Given passage:
%%
Supply Chain Act

Germany passes Supply Chain Act to protect human rights

In June 2021, Germany’s Federal Parliament [Bundestag] adopted the German Act on Corporate Due Diligence Obligations in Supply Chains [Lieferkettensorgfaltspflichtengesetz – LkSG], which is due to enter into force on 1 January 2023. This new Act imposes an obligation on companies to ensure compliance with human rights standards in their supply chains.

Compliance risks for companies

The LkSG will apply directly to companies based in Germany with 3,000 or more employees. From 1 January 2024, it will apply to companies with at least 1,000 employees. Foreign companies fall within the scope of the Act if they operate a branch with 3,000 or more employees (or at least 1,000 employees from 1 January 2024) in Germany. Subsidiaries and affiliated companies must be included in the calculation of the total number of employees.

However, the LkSG will also affect small and medium-sized enterprises not exceeding the employee number thresholds for direct application of the Act, if they are part of the supply chains of larger companies and due diligence obligations are imposed on them contractually; such a cascading effect of the obligations under the Act along the entire supply chain is specifically intended by the LkSG and thus an inevitable consequence of the Act. Accordingly, the LkSG will indirectly apply to all companies that supply goods or provide services to a company that falls directly within the scope of the Act.

Staggered model of responsibilities

The LkSG requires companies to determine and evaluate the risks of human rights breaches along the supply chain, to take appropriate action where human rights are breached and to report any such breaches. There is a staggered model of responsibility: the primary responsibility of companies is for their own field of business and for their immediate suppliers. If, however, a company attains “substantial knowledge” about human rights breaches elsewhere in the supply change, the responsibilities reach down the supply change and include the obligation to examine and evaluate indirect suppliers.
%%
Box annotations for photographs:
%%
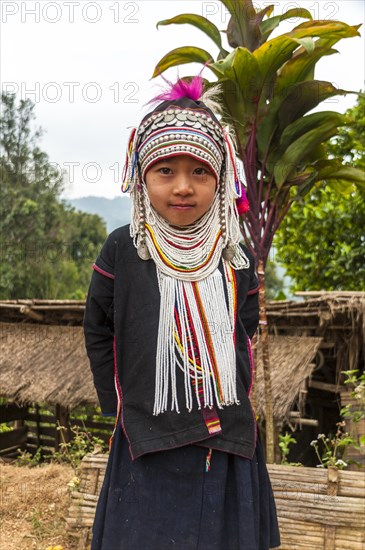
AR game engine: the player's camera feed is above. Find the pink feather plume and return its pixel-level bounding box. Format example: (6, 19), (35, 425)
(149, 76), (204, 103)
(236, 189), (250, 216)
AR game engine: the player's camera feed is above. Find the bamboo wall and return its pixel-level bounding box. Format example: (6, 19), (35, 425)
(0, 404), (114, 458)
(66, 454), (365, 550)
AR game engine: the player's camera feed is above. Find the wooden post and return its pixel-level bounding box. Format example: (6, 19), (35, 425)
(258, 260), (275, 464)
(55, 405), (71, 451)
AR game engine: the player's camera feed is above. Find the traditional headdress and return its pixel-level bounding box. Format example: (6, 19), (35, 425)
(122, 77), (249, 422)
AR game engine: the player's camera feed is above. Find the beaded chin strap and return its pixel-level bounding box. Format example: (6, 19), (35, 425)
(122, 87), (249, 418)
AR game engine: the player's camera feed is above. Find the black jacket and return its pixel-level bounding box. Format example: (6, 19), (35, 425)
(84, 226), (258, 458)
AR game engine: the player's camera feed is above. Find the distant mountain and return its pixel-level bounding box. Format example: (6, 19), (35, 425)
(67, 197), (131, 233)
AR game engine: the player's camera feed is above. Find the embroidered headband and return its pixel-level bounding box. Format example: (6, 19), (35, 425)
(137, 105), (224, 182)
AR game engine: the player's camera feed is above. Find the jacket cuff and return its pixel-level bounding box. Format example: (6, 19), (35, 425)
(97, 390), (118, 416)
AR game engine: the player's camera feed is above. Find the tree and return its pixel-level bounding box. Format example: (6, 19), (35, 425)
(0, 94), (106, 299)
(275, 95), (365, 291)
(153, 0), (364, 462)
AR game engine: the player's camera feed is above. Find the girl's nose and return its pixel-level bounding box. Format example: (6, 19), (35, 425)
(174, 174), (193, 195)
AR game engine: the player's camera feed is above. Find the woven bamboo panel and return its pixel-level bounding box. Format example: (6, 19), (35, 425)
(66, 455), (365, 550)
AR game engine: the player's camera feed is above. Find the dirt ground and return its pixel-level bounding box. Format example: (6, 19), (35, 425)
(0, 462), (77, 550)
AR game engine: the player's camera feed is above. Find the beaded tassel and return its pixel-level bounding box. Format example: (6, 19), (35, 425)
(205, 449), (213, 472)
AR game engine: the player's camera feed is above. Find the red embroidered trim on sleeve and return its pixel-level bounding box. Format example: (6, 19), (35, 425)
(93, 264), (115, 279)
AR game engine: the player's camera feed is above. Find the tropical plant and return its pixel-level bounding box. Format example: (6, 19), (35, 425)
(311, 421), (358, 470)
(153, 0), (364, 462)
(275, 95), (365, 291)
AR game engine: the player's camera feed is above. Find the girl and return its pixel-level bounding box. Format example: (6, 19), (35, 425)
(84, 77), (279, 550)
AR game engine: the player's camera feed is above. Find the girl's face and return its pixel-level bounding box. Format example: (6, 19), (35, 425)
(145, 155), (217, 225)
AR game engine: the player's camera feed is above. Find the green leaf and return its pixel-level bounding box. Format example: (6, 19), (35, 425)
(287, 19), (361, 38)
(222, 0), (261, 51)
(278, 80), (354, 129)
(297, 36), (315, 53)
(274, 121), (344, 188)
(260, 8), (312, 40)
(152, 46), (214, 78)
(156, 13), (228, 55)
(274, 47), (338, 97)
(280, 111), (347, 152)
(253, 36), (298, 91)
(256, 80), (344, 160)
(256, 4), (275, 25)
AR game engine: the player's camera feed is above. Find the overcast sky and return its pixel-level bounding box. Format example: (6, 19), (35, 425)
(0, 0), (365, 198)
%%
%%
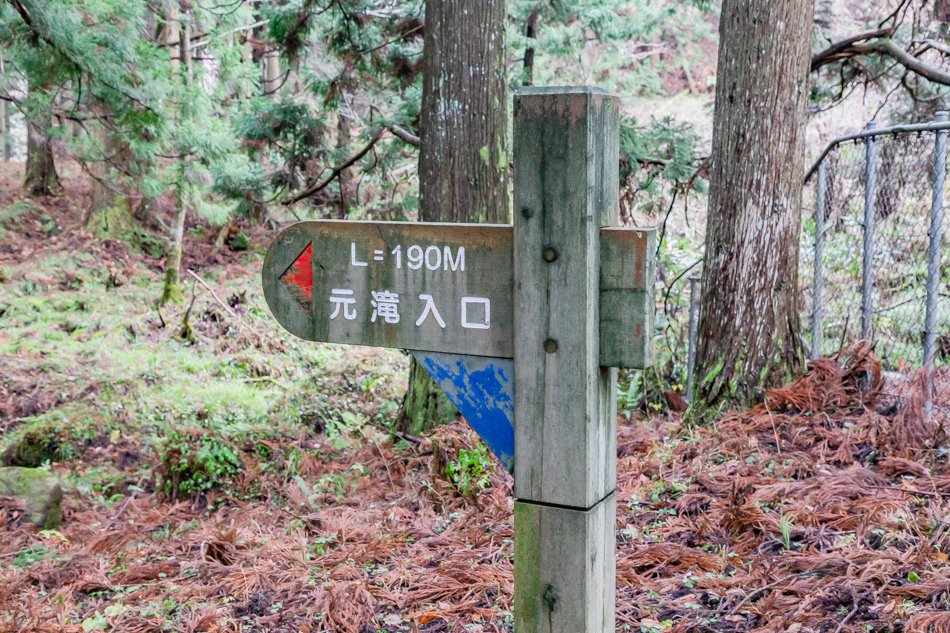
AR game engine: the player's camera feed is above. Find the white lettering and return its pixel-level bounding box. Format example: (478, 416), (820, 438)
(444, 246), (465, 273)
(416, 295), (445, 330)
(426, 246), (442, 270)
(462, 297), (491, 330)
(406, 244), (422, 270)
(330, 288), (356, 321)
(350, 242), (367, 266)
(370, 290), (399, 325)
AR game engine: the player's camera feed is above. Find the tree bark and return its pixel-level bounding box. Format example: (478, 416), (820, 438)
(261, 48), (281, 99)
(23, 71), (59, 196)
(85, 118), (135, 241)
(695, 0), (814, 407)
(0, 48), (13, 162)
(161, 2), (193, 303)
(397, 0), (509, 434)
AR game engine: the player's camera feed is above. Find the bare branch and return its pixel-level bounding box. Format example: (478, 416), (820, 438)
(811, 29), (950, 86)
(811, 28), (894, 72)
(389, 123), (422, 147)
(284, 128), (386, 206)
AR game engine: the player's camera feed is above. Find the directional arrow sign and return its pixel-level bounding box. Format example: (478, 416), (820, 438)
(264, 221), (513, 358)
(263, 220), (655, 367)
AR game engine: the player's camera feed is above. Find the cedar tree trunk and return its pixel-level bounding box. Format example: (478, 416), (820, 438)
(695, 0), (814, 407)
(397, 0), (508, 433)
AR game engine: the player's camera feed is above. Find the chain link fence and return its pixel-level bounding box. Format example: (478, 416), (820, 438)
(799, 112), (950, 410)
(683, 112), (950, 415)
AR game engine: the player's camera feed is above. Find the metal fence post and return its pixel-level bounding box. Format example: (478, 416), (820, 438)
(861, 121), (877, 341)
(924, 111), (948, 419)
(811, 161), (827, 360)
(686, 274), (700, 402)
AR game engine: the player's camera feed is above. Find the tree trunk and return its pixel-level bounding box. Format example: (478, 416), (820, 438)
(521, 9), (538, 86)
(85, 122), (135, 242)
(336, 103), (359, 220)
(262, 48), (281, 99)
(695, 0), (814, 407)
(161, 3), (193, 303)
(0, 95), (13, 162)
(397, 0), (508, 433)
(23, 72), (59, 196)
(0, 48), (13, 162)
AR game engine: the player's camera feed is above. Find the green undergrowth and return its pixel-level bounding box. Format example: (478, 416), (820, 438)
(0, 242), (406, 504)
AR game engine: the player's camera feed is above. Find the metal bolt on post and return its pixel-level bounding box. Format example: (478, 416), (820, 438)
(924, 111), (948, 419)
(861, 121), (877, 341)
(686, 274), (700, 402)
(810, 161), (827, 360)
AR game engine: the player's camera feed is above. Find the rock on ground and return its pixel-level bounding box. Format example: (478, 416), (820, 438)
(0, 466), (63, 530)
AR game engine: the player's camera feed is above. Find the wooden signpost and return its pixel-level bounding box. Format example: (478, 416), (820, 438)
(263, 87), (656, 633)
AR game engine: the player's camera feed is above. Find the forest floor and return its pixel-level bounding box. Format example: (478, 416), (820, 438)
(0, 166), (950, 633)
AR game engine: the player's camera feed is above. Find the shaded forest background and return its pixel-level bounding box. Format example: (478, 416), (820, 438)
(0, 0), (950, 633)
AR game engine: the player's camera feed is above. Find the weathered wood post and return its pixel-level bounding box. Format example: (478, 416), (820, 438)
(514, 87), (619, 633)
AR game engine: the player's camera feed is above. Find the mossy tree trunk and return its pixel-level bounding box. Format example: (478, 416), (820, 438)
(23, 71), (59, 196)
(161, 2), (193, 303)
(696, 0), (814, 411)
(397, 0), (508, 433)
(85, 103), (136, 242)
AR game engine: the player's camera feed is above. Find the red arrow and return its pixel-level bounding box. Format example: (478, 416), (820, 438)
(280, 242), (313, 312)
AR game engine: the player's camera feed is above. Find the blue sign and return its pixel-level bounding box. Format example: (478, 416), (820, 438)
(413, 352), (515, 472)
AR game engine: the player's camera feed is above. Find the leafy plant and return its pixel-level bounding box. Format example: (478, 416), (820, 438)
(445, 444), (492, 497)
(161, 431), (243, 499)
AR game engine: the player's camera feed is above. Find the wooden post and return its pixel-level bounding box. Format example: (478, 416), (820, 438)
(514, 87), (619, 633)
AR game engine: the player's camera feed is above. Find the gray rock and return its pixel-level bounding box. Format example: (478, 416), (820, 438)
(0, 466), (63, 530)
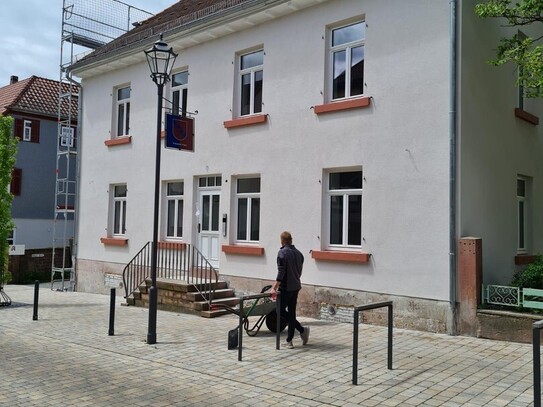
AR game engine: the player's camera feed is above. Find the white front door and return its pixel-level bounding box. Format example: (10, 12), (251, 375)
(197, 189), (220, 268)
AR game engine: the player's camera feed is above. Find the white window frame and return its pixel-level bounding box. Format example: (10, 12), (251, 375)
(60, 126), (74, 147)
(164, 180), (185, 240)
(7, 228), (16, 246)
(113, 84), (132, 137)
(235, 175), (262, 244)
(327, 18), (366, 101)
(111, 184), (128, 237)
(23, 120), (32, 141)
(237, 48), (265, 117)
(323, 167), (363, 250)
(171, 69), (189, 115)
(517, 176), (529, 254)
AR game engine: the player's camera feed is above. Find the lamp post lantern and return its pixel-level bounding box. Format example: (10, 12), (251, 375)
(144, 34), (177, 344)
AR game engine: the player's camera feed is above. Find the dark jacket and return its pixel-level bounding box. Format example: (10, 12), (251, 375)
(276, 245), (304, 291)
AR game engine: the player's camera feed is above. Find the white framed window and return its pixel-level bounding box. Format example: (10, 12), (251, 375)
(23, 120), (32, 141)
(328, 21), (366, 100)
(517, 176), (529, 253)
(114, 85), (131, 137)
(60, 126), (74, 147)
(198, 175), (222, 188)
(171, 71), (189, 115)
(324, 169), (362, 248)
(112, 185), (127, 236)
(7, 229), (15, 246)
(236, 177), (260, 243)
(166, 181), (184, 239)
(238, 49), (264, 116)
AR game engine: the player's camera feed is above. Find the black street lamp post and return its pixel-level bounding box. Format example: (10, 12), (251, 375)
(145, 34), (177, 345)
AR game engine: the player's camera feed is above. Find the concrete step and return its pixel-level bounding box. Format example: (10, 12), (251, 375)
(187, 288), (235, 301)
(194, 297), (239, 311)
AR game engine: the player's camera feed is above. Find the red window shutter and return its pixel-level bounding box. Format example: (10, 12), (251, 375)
%%
Task objective: Return the portion of the Supply Chain Act text between "Compliance risks for" and "number of employees.", inclusive. These records were taken from a separate source.

Output for this exercise:
Compliance risks for companies

The LkSG will apply directly to companies based in Germany with 3,000 or more employees. From 1 January 2024, it will apply to companies with at least 1,000 employees. Foreign companies fall within the scope of the Act if they operate a branch with 3,000 or more employees (or at least 1,000 employees from 1 January 2024) in Germany. Subsidiaries and affiliated companies must be included in the calculation of the total number of employees.